▶ Records for this exercise
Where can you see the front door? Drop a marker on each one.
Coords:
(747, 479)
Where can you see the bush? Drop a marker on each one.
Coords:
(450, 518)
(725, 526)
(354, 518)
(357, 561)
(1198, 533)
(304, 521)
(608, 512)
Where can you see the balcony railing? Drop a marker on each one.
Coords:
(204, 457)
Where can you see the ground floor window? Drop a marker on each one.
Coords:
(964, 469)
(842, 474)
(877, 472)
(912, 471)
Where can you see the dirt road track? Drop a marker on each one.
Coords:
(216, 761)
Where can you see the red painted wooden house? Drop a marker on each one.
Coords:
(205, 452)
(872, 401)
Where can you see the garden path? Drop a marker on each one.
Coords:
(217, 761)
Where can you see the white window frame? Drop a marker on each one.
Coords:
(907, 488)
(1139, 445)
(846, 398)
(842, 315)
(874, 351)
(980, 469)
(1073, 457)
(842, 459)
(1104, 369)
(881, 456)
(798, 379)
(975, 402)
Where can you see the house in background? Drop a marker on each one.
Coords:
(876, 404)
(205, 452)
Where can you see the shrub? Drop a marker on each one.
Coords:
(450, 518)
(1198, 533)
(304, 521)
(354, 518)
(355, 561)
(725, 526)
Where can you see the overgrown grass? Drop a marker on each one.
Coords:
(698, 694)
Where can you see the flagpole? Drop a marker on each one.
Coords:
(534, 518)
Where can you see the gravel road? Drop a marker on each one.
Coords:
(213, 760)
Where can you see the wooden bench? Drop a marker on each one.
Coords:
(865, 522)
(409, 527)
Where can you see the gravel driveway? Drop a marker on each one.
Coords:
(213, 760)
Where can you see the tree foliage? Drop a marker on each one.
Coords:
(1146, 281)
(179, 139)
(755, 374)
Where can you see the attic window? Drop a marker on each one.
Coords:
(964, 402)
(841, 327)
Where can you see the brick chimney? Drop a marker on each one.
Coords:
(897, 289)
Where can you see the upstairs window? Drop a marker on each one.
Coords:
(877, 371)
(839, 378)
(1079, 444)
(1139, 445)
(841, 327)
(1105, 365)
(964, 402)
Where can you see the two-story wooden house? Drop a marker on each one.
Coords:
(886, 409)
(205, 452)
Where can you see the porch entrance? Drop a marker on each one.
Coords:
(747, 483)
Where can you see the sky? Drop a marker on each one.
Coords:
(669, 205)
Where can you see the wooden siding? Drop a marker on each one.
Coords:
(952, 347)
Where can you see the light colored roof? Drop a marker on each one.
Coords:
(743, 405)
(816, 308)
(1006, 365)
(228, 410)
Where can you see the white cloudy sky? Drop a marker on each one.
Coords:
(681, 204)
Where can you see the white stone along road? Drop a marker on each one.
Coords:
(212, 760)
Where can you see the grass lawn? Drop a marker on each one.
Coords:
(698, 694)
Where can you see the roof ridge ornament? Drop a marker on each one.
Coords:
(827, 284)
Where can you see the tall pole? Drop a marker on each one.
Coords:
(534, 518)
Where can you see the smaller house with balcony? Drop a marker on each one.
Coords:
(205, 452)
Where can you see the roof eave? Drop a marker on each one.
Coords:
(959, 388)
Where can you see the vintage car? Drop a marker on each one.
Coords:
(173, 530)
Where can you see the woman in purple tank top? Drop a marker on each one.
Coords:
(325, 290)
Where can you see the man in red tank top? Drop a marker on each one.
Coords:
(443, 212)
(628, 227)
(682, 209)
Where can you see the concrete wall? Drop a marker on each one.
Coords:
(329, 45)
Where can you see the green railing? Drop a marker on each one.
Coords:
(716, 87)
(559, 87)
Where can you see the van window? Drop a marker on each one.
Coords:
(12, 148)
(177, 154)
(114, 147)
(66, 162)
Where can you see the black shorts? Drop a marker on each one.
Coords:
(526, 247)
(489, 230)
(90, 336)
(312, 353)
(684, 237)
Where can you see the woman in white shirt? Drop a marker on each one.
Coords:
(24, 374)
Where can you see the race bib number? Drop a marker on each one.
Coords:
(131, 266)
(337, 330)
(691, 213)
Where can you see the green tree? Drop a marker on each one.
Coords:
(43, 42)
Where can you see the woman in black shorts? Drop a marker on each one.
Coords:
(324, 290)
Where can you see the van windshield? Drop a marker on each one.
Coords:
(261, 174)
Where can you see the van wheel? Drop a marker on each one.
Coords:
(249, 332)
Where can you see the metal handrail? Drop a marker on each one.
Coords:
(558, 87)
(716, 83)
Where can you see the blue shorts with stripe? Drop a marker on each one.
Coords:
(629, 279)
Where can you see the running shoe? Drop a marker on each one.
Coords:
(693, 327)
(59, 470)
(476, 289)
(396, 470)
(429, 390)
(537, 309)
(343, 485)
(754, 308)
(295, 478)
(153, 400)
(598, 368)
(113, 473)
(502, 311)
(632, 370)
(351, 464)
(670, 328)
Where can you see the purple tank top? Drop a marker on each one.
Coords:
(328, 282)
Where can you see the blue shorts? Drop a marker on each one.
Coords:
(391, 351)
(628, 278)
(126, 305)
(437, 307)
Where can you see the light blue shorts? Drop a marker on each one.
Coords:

▶ Assignment
Of the lines above, show those in which "window" appears.

▶ Finished task
Where can you see the ground floor window? Drop a marker on each one.
Where can you see the white window frame? Drop a marker on each one.
Where can you see the attic window? Drop a marker on each one.
Where can you see the upstairs window? Drop a marker on each one.
Where can you see the van window? Drop a marker on each one.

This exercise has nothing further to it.